Working from the line that contains "Each instance of the boulder" down to the last line below, repeat each line exactly.

+---+

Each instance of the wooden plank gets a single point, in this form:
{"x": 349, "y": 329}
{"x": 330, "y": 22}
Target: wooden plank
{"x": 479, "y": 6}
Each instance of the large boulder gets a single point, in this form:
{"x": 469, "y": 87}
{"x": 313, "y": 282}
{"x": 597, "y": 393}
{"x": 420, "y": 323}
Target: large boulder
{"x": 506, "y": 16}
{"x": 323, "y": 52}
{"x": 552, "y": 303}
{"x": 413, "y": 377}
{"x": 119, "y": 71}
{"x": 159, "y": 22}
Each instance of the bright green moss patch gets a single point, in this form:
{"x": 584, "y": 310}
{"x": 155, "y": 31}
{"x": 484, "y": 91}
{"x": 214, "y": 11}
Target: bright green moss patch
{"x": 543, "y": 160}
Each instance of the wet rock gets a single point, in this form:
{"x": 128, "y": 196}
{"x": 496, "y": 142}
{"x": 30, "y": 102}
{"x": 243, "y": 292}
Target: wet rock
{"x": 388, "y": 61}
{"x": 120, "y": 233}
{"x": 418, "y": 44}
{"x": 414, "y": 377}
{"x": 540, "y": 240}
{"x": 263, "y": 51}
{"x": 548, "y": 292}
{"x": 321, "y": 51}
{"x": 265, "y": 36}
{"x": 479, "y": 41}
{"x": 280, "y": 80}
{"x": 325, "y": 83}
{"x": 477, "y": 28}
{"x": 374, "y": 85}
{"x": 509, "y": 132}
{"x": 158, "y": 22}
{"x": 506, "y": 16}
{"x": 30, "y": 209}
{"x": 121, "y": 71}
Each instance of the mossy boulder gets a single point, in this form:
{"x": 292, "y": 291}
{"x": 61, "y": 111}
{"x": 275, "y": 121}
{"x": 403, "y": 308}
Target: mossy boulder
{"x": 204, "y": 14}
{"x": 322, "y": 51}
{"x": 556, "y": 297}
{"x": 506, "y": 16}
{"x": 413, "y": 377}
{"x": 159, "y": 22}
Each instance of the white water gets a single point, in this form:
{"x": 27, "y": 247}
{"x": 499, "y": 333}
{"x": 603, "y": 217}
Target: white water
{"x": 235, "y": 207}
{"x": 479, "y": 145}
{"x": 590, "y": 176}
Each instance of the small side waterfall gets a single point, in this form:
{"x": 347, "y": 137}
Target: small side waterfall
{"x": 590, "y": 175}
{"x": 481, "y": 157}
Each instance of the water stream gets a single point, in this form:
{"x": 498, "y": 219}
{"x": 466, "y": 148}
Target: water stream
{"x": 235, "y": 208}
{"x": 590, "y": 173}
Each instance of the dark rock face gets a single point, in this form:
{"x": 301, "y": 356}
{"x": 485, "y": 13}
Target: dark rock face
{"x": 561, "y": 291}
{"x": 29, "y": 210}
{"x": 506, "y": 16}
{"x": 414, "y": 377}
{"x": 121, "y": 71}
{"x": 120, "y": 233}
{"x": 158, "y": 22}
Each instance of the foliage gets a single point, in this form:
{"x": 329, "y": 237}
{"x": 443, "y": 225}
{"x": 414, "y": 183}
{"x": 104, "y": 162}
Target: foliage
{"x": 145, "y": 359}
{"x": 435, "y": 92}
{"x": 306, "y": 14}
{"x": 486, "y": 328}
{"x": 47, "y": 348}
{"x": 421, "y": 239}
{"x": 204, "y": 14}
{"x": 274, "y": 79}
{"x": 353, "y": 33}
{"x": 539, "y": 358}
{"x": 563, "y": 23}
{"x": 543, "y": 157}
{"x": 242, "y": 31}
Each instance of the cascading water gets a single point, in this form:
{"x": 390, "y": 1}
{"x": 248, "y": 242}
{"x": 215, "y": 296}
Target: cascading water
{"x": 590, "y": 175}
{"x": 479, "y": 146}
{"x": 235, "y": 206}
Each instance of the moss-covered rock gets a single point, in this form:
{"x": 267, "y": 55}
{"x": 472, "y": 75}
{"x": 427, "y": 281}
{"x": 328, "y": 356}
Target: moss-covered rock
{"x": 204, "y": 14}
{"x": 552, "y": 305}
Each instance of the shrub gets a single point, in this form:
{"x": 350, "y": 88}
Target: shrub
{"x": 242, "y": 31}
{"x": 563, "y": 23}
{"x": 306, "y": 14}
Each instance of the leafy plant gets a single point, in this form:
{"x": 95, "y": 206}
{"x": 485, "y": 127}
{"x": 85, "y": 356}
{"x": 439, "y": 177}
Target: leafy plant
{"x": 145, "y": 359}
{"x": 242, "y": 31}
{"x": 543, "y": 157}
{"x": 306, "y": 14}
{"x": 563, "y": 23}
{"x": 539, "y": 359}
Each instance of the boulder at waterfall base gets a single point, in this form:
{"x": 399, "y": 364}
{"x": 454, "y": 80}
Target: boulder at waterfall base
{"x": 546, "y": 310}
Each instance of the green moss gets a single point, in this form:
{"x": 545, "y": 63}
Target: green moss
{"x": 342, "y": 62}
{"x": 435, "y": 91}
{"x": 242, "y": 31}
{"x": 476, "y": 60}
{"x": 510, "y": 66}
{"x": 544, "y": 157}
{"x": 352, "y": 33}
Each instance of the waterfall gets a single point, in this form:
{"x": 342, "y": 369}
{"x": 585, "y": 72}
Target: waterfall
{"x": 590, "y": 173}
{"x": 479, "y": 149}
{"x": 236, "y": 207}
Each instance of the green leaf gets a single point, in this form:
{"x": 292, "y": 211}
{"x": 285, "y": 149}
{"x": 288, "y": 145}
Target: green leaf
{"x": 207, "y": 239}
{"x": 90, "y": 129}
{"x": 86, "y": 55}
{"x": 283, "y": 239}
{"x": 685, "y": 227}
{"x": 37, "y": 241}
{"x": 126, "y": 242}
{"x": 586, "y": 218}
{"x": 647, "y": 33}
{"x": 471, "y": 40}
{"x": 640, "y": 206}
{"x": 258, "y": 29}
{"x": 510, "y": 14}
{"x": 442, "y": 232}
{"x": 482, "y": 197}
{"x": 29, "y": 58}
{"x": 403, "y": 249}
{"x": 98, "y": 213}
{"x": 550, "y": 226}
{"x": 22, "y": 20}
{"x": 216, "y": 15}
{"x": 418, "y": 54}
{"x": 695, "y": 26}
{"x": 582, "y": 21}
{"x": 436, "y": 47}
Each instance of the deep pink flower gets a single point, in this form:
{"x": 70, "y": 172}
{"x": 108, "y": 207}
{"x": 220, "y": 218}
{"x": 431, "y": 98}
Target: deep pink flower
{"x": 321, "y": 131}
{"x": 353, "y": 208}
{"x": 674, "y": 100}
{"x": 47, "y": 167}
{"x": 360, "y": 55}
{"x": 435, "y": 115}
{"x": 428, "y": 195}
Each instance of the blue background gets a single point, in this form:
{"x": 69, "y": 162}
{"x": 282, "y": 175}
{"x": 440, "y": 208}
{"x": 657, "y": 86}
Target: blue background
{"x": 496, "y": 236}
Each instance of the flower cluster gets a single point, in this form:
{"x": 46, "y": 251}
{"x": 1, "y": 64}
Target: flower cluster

+---+

# [Solved problem]
Each instance of the boulder at waterfall base gets a single point, in this form:
{"x": 399, "y": 364}
{"x": 454, "y": 80}
Target: boulder at waterfall base
{"x": 546, "y": 310}
Each instance of the green moss gets a single point, in this form:
{"x": 545, "y": 63}
Target: green moss
{"x": 342, "y": 62}
{"x": 435, "y": 91}
{"x": 242, "y": 31}
{"x": 476, "y": 60}
{"x": 510, "y": 66}
{"x": 544, "y": 157}
{"x": 352, "y": 33}
Each instance of the waterfall gets a single point, in this form:
{"x": 342, "y": 369}
{"x": 585, "y": 72}
Target: waterfall
{"x": 590, "y": 173}
{"x": 479, "y": 149}
{"x": 236, "y": 207}
Each instance of the green leaf gets a single point, in this form:
{"x": 292, "y": 211}
{"x": 285, "y": 149}
{"x": 288, "y": 145}
Target: green leaf
{"x": 207, "y": 239}
{"x": 90, "y": 129}
{"x": 86, "y": 55}
{"x": 283, "y": 239}
{"x": 685, "y": 227}
{"x": 37, "y": 241}
{"x": 126, "y": 242}
{"x": 586, "y": 218}
{"x": 647, "y": 33}
{"x": 471, "y": 40}
{"x": 640, "y": 206}
{"x": 258, "y": 29}
{"x": 510, "y": 14}
{"x": 442, "y": 232}
{"x": 482, "y": 197}
{"x": 29, "y": 58}
{"x": 403, "y": 249}
{"x": 98, "y": 213}
{"x": 550, "y": 226}
{"x": 22, "y": 20}
{"x": 216, "y": 15}
{"x": 418, "y": 54}
{"x": 695, "y": 26}
{"x": 582, "y": 21}
{"x": 436, "y": 47}
Each instance of the deep pink flower gets a single point, in this form:
{"x": 70, "y": 172}
{"x": 108, "y": 207}
{"x": 220, "y": 218}
{"x": 431, "y": 98}
Target: deep pink flower
{"x": 321, "y": 131}
{"x": 353, "y": 208}
{"x": 674, "y": 100}
{"x": 47, "y": 167}
{"x": 360, "y": 55}
{"x": 435, "y": 115}
{"x": 428, "y": 195}
Each instance of the blue background gets a single point, in this form:
{"x": 69, "y": 162}
{"x": 282, "y": 175}
{"x": 440, "y": 208}
{"x": 657, "y": 86}
Target: blue background
{"x": 496, "y": 236}
Each instance of the flower cluster gets a single point, in this form:
{"x": 46, "y": 251}
{"x": 1, "y": 64}
Target: flower cluster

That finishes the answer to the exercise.